>> BEGIN Page excerpt

With ejector 104 attached to body 201, channel 107 passes through body 201 and extends out the opposite end of body 201 relative to ejector 104. Viewing the assembly of ejector 104 and body 201 from the side, two channels (may also be referred to as straws or tubes) 110 and 107 extend beyond cap 103. The assembly is positioned over a suitable container 102 such that the two channels 110 and 107 enter container 102 through the opening. Body 201 is lowered onto container 102 wherein cap 103 attaches through a rotational motion onto container 102. To ease assembly as just described, cap 103 should freely rotate about body 201. After this final assembly, ejector 104, body 201 and container 102 are firmly attached together. One skilled in the art will readily understand that other means of connecting the parts together are available. The present application is not intended to limit the means to a screw cap as described.
In the preferred embodiment, body 201 may function as a handle for the final assembly. However, body 201 may include an appropriate appendage 200 that would function as a handle. Container 102 may also be molded so as to include a handle.
Referring briefly to FIG. 2, one embodiment of ejector 104 is shown in more detail. The trigger type ejector 104 (or spray head) dispenses a fine mist or droplets or even a stream of liquid depending on the adjustment on the ejection port 106. The simplified ejector shown in FIG. 2 consists essentially of an adjustable atomizer 403, which may be continuously adjustable between a fine mist and a stream of liquid. Many adjustable atomizers include a position that completely prevents ejection of liquid. A hand pump constitutes the remaining components of ejector 104.
A typical hand pump consists of a pumping chamber 405, which in the embodiment herein is integrated into the ejector housing. Pump piston 406 is positioned inside pumping chamber 405. Spring 407 insures that pump piston 406 is returned to the starting position when lever 410 is released. Check valve 408 allows liquid to flow into pumping chamber during the back stroke of pump piston 406 and prevents liquid from flowing during the power stroke of pump piston 406. Liquid conduit 409 directs the liquid from pumping chamber 405 to adjustable atomizer 403 during the power stroke of pump piston 406. Finally lever 410 provides the necessary leverage to allow the user to move pump piston 406.
In normal operation, the user squeezes lever 410 thereby forcing pump piston 406 into pumping chamber 405. Check valve 408 prevents liquid from escaping towards liquid channel 107 thus, the liquid in pumping chamber 405 may only escape through liquid conduit 409 and exit at adjustable atomizer 403. When the user releases lever 410, spring 407 returns pump piston 406 to its original position. Adjustable atomizer 403 prevents any air or liquid to returning through liquid conduit 409 during the pump piston back stroke, thereby creating a vacuum in pumping chamber 405. Once pump piston 406 returns to its original position, the vacuum is broken and liquid is drawn through check valve 408 thereby filling pumping chamber 405 ready for the next power stroke.
Referring now to FIG. 3, where a schematic diagram of a preferred embodiment of the present invention is shown. As shown in FIG. 3, there are two possible paths for liquid 101 to exit out of container 102. First, liquid 101 may be withdrawn through straw 110 by entering inlet port 111, traveling up straw 110 to exit at mouth controlled port 109. The second path directs liquid into inlet 108 and through tube 107. Liquid then enters ejector 104, which ejects liquid through ejection port 106. Finally, cap 103 is attached to container 102.

>> END Page excerpt

In the excerpt describing the ejector and container assembly, which component returns pump piston 406 to its starting position when lever 410 is released?

>> BEGIN Data

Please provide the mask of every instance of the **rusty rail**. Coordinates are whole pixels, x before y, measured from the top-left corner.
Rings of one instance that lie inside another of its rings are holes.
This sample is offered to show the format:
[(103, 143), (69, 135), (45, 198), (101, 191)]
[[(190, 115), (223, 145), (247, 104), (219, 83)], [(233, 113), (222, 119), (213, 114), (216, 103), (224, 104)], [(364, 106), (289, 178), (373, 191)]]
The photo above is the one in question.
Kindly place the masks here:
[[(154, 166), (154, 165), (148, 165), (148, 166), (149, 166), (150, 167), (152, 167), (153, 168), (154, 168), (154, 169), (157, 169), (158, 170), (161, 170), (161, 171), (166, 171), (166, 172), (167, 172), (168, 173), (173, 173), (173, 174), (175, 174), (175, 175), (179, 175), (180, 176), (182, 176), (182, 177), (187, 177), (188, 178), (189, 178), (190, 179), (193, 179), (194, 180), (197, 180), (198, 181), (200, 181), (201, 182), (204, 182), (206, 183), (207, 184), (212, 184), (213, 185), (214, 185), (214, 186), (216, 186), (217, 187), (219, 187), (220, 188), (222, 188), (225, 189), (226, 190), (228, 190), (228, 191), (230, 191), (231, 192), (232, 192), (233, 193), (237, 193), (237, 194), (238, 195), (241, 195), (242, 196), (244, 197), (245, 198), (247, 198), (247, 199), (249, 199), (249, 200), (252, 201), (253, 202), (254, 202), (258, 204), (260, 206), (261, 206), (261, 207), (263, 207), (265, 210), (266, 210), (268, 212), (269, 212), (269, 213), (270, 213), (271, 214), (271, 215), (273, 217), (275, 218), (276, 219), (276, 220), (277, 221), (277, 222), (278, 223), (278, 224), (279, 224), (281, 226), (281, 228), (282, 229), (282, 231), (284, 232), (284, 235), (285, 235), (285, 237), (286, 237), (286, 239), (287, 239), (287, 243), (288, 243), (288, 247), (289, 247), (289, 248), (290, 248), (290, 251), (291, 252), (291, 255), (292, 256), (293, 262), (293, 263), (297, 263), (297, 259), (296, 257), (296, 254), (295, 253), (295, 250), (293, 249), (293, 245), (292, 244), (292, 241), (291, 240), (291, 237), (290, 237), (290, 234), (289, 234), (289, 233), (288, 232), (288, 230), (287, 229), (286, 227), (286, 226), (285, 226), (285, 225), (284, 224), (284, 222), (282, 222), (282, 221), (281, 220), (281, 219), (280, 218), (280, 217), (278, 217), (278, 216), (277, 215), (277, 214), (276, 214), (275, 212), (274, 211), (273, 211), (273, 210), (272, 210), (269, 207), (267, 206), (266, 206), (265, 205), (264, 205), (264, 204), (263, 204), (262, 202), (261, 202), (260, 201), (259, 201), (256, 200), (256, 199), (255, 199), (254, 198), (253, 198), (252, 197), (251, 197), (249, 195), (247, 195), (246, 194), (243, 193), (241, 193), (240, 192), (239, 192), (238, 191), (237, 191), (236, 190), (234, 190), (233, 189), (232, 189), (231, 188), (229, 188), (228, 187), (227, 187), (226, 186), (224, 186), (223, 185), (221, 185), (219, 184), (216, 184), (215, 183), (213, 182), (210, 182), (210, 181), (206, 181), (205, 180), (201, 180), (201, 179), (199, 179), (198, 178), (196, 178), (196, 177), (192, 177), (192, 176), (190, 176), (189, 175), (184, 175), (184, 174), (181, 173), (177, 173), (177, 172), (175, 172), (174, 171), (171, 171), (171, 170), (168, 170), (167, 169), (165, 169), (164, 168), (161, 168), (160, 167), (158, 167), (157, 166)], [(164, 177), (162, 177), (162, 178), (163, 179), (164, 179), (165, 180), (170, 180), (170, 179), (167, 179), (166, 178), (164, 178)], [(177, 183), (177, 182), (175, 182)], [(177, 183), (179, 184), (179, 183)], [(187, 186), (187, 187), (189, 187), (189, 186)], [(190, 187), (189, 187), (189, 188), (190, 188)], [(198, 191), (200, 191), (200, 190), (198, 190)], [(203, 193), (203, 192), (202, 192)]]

>> END Data

-- Response to this task --
Spring 407.